Your goal: Copy out the full passage about property rights and consent for donors of biological materials, word for word.

Rao proposes that since informed consent fails to provide adequate protection to the donors of biological materials, it might be better to assign property rights to those who donate biological materials and data. “The reluctance to invoke property probably stems from fears of resurrecting slavery and the commodification of human beings,” she wrote. But ironically, not allowing property rights for body materials leads to new forms of exploitation, Rao asserted. Human research subjects should be able to “control the course of research, and to share in the resulting benefits or profits,” she wrote.
These concerns are top of mind for Stephanie Alessi Kraft ’13, an acting assistant professor at the University of Washington School of Medicine in the division of bioethics, in the Department of Pediatrics. She regularly consults with practicing physicians about bioethical issues and helps design empirical bioethics research. Kraft understands that ethics can become blurry when clinical institutions are working with corporations to collect data for research purposes.
“We want to make sure that the institutions running the research are trustworthy and that they treat patients in the way they want to be treated,” she said. But avoiding another Henrietta Lacks situation doesn’t mean that vulnerable populations should not be included in clinical studies.

The data:
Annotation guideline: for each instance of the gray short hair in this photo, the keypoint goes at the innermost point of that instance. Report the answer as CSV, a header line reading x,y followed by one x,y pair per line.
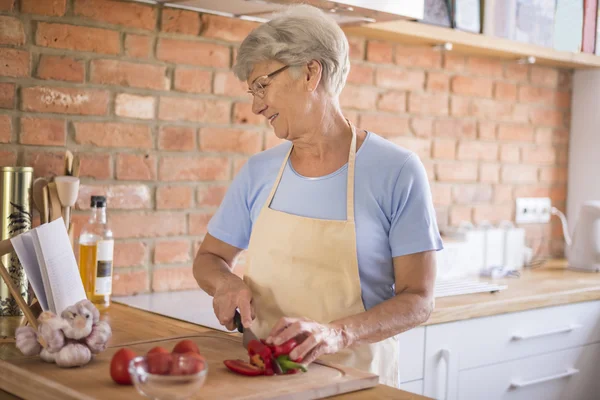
x,y
297,35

Written solution:
Rao proposes that since informed consent fails to provide adequate protection to the donors of biological materials, it might be better to assign property rights to those who donate biological materials and data. “The reluctance to invoke property probably stems from fears of resurrecting slavery and the commodification of human beings,” she wrote. But ironically, not allowing property rights for body materials leads to new forms of exploitation, Rao asserted. Human research subjects should be able to “control the course of research, and to share in the resulting benefits or profits,” she wrote.
These concerns are top of mind for Stephanie Alessi Kraft ’13, an acting assistant professor at the University of Washington School of Medicine in the division of bioethics, in the Department of Pediatrics. She regularly consults with practicing physicians about bioethical issues and helps design empirical bioethics research. Kraft understands that ethics can become blurry when clinical institutions are working with corporations to collect data for research purposes.
“We want to make sure that the institutions running the research are trustworthy and that they treat patients in the way they want to be treated,” she said. But avoiding another Henrietta Lacks situation doesn’t mean that vulnerable populations should not be included in clinical studies.